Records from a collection
* * *

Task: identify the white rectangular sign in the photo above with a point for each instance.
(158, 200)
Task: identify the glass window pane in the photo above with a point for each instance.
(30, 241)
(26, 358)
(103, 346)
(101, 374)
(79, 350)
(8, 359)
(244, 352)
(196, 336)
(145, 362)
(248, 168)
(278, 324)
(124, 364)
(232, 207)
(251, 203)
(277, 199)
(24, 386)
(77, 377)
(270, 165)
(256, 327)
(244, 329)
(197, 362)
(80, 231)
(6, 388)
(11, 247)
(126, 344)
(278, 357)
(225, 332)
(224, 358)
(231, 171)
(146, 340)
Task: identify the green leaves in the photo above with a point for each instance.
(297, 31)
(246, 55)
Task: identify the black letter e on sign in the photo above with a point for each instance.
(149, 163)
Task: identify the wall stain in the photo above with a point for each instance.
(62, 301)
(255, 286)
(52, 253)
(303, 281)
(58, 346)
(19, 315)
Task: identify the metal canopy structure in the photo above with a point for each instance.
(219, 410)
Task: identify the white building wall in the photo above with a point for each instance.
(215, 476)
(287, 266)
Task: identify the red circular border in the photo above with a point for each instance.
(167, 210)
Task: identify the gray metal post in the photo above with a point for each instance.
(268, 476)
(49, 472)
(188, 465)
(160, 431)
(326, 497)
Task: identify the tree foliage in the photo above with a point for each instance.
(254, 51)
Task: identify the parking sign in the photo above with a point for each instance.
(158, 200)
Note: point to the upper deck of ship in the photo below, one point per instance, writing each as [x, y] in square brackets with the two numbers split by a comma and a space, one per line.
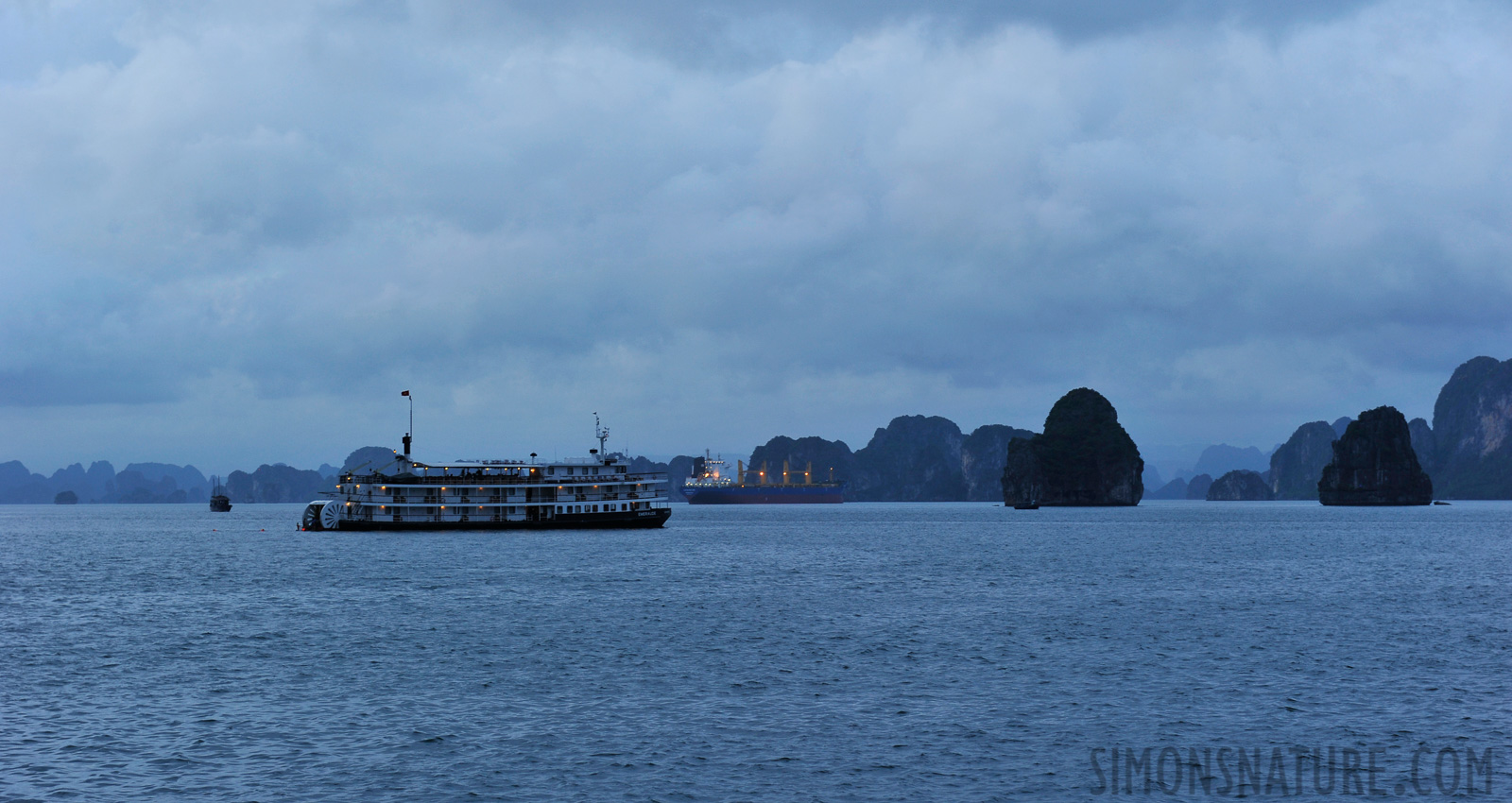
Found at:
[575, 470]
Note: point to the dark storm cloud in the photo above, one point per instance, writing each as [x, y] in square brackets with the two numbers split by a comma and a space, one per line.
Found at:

* * *

- _Task details_
Take the records above from the line with "Task: identify the green" down to their last line and please copy those lines exactly, without the pictures.

- _Written response_
Task: identify the green leaves in the photo above with a point for each instance.
(297, 31)
(246, 55)
Task: identify the black letter e on sign in the photo above with a point for each instance.
(149, 163)
Task: identify the wall stain in the photo above with a point for each instance.
(62, 301)
(255, 286)
(52, 253)
(303, 281)
(58, 346)
(19, 315)
Task: identify the metal canopy structure in the photo above with a point for each instance.
(219, 410)
Task: identify the white building wall in the photo above with a point for each instance.
(215, 476)
(287, 266)
Task: identify the red circular border in the photo above with a point for each instance.
(167, 210)
Task: identify the gray metal post in the photo above with a point for each instance.
(268, 476)
(49, 472)
(188, 465)
(160, 431)
(326, 497)
Task: identify the tree foliage in the photo above with a point for each instance.
(254, 51)
Task: identify the parking sign in the photo above with a point for each instance.
(158, 200)
Note: point to the upper deck of ship in the photo below, one point per instance, writing each as [x, y] in square brackets with the two numbers split by a comma and a space, one per line.
Found at:
[575, 470]
Note: point to the dark storm cloud in the photo above, one point per instance, writing each as [x, y] in square brackets with the two numbers split by a comma and a space, one per line.
Found at:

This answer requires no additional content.